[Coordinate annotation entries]
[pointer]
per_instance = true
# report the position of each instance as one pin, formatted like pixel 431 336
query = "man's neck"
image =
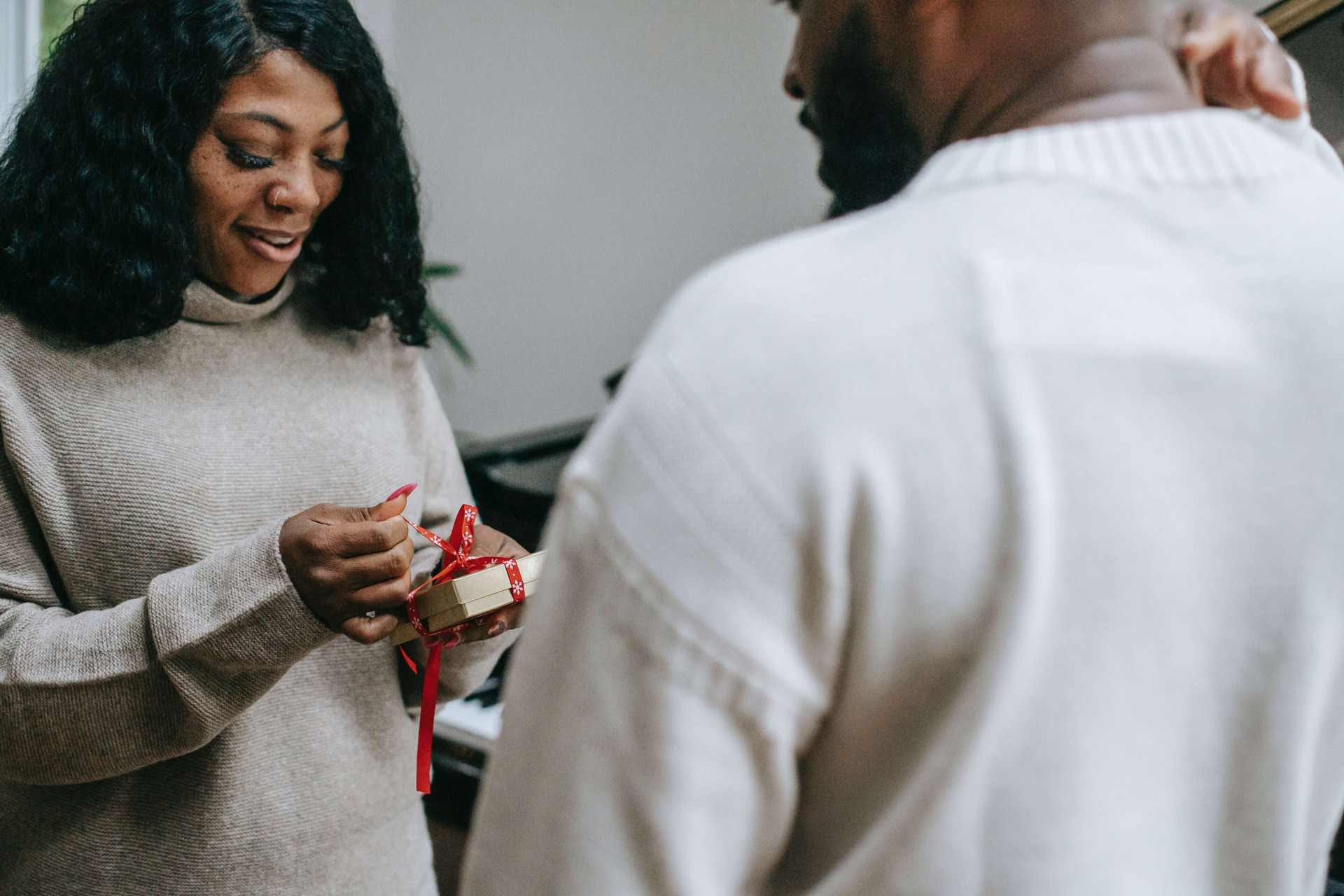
pixel 1105 80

### To be done
Copy the entries above line for line, leaving out the pictures.

### Final result
[pointer]
per_instance = true
# report the position of each instance as one pin, formatted like pixel 431 336
query = "man's neck"
image =
pixel 1105 80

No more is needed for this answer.